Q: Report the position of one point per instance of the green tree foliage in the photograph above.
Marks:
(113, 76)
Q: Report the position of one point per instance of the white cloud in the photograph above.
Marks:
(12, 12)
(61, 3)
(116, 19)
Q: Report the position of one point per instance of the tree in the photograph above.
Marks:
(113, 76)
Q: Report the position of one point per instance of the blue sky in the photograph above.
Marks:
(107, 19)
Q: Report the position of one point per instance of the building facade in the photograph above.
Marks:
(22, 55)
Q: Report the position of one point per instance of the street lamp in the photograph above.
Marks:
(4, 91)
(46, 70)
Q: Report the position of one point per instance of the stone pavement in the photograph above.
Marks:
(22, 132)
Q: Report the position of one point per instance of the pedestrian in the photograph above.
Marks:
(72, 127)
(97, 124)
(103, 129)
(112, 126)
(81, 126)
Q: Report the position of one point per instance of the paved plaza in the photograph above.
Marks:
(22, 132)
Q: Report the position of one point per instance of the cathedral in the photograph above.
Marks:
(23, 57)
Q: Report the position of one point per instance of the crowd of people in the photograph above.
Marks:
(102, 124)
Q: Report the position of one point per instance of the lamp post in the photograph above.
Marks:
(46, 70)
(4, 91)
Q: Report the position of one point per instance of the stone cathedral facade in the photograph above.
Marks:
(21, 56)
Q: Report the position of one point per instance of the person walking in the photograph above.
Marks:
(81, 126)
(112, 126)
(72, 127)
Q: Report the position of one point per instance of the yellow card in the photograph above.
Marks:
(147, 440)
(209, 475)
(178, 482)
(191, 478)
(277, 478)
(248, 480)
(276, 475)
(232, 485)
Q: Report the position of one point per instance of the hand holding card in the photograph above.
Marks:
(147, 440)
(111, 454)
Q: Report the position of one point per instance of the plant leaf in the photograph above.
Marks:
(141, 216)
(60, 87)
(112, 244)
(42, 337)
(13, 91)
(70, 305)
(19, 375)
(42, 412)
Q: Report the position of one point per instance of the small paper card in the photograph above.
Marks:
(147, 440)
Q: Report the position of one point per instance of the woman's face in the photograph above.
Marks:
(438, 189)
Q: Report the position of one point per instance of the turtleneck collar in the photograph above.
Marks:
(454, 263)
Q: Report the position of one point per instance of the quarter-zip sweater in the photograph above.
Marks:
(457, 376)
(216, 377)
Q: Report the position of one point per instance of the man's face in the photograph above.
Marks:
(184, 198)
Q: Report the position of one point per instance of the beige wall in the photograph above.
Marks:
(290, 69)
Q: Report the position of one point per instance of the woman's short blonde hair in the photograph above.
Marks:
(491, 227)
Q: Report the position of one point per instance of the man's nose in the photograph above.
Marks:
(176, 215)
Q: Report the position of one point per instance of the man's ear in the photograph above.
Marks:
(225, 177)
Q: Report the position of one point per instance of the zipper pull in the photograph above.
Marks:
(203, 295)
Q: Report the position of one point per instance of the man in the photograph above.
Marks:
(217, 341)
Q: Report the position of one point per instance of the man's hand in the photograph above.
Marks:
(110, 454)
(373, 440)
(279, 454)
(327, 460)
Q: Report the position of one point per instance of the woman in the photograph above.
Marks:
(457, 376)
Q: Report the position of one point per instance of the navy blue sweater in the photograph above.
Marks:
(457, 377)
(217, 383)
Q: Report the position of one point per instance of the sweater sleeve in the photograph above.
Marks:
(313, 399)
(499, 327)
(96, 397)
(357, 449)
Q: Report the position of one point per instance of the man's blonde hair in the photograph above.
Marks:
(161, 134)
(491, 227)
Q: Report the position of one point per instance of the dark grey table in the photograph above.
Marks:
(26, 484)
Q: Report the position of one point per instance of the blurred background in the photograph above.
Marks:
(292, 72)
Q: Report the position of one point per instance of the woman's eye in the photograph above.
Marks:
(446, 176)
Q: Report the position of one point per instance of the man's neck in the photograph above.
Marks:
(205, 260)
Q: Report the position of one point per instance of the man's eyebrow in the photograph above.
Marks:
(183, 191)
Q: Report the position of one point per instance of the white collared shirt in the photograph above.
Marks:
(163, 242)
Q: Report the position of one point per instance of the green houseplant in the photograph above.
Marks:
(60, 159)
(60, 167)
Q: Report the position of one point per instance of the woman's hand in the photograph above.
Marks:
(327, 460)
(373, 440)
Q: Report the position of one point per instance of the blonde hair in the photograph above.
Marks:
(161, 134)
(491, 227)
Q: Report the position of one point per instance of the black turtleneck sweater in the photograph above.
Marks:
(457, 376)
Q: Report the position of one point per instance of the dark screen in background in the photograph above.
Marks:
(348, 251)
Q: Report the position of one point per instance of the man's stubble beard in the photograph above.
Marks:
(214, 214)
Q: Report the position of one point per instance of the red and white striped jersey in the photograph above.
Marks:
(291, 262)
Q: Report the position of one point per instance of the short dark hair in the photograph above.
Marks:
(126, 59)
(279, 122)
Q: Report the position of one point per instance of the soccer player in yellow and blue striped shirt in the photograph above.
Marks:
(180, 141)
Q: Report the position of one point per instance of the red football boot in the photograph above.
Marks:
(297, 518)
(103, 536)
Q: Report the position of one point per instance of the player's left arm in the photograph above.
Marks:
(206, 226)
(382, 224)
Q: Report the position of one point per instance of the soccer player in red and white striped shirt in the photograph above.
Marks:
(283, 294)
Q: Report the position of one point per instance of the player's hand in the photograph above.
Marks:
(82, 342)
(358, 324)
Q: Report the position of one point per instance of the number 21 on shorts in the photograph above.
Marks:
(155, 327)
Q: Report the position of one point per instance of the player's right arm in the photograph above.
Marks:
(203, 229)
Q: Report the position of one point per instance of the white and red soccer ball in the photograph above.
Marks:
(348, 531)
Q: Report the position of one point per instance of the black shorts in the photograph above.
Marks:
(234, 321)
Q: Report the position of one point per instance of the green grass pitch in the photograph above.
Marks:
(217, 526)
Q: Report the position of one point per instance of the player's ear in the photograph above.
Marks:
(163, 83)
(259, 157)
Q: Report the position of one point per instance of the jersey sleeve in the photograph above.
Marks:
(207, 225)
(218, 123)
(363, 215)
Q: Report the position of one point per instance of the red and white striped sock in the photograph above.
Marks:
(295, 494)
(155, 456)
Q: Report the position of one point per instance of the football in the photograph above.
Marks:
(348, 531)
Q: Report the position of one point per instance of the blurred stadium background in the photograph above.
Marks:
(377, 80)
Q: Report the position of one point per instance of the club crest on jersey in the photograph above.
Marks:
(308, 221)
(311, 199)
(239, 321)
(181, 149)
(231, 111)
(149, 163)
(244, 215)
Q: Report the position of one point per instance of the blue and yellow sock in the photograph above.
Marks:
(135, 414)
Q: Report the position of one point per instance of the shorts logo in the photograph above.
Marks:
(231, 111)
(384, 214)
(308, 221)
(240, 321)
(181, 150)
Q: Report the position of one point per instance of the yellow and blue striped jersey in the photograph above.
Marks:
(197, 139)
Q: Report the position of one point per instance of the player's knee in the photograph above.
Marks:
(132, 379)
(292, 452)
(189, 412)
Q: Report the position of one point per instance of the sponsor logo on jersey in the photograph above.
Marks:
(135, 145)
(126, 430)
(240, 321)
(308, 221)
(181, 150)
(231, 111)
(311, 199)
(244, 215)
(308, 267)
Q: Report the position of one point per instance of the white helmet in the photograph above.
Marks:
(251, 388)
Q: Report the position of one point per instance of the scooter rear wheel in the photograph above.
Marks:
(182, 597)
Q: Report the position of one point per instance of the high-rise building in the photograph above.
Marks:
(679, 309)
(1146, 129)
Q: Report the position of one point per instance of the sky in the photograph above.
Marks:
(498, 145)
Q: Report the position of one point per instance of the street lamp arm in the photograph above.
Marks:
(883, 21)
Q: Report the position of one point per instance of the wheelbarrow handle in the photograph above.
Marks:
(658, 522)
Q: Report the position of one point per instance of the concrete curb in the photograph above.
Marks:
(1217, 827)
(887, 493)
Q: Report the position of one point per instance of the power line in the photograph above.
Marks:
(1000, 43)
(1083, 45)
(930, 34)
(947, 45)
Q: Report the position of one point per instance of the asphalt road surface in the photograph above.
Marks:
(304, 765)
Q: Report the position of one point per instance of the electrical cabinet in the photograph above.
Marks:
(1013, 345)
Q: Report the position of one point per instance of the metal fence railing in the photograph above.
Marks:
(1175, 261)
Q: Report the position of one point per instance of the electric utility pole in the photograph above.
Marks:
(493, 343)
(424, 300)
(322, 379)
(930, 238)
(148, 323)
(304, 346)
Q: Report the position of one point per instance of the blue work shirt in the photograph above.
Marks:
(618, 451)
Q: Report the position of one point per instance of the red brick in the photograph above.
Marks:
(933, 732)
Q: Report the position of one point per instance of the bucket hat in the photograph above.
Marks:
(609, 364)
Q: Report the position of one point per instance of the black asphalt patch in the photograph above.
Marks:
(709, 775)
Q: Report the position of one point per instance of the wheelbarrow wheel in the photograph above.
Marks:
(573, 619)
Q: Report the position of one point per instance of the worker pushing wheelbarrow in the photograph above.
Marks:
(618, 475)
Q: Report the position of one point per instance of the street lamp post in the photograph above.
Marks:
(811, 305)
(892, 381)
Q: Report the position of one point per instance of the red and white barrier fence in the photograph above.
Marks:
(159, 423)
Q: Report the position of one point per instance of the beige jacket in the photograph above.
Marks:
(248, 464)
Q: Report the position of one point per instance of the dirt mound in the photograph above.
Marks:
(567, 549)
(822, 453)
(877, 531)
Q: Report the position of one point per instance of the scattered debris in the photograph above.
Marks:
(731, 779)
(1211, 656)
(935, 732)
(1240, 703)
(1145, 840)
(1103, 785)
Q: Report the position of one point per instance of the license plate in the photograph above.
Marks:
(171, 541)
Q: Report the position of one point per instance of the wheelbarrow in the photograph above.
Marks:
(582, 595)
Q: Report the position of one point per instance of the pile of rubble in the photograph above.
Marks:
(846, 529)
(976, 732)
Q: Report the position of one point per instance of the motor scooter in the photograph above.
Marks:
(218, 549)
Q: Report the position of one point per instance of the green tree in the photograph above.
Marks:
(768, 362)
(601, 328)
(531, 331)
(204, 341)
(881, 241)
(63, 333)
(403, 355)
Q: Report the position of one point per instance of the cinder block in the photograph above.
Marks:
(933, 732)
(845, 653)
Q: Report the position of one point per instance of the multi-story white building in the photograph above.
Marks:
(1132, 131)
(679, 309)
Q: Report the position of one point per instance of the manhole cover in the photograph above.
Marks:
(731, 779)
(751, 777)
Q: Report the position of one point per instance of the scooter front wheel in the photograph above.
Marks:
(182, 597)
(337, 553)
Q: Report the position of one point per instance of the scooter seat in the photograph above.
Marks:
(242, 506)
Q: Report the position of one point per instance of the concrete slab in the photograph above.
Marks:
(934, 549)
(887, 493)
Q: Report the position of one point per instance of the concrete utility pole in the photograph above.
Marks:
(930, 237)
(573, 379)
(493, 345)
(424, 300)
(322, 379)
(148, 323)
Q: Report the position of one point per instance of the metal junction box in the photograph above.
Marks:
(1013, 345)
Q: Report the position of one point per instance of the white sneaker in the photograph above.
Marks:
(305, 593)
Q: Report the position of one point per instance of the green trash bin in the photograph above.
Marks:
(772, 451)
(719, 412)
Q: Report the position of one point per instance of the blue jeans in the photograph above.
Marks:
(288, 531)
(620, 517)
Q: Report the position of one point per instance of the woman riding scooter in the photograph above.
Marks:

******************************

• **PROBLEM DESCRIPTION**
Copy the part of the material that opens with the line containing "yellow sock in the photograph above." and closes with the line containing "(1175, 261)", both lines included. Leave every request line unchanged, multiply each point coordinate by 1.55, and round the results to whole numbers, rounding halves up.

• **RESPONSE**
Q: Report the position of one point per instance of the blue and yellow sock in the photograph above.
Marks:
(209, 642)
Q: Report the position of one point per instance of the shorts logo in the photograph above.
Marks:
(358, 172)
(595, 332)
(477, 343)
(372, 498)
(281, 233)
Q: Report the position of one point per instance of the yellow and blue striped jersey in the photograph above.
Marks:
(305, 215)
Q: Report the position of one point per instance of the player's knee in the photograph above.
Marks:
(205, 587)
(453, 701)
(293, 639)
Q: Report the position of one point per instance of the sponsor logo on jersey in the photograph above.
Marks:
(209, 225)
(195, 667)
(372, 498)
(477, 343)
(281, 233)
(358, 172)
(482, 308)
(378, 333)
(477, 414)
Q: Report the position of one point per instance of the white helmet in the photograph above.
Marks:
(389, 601)
Q: Report the position of one point per instance of the scooter rear wheel in the photograph above.
Marks:
(282, 925)
Q: Report the position of one point per instance of the high-rise building in the photograph above.
Marks:
(1052, 479)
(1776, 200)
Q: Report the position of one point per instance of the sky in the photograph above.
Marks:
(772, 225)
Q: Report the position of one point per instance of the street lamp arm in the photograph above.
Marks:
(1369, 33)
Q: Report the position of one point per instance of the wheelbarrow handle in the photograph above.
Marks:
(1020, 809)
Q: Report the position of one point per instance of the concrete curb in the photograph above.
Marks:
(1886, 1282)
(1375, 764)
Q: Report the position of one point per instance of the power line in the photograph above.
Marks:
(1550, 67)
(1679, 70)
(1442, 53)
(1468, 70)
Q: Report the position of one point per instance of the asphalt road surface in the photograph above.
Marks:
(471, 1186)
Q: Report the position of one point per instance of the electrical cabinet in the photograph above.
Marks:
(1570, 535)
Q: Report the position of one point per instance of the metal fence railing in the photograph above.
Marks:
(1821, 405)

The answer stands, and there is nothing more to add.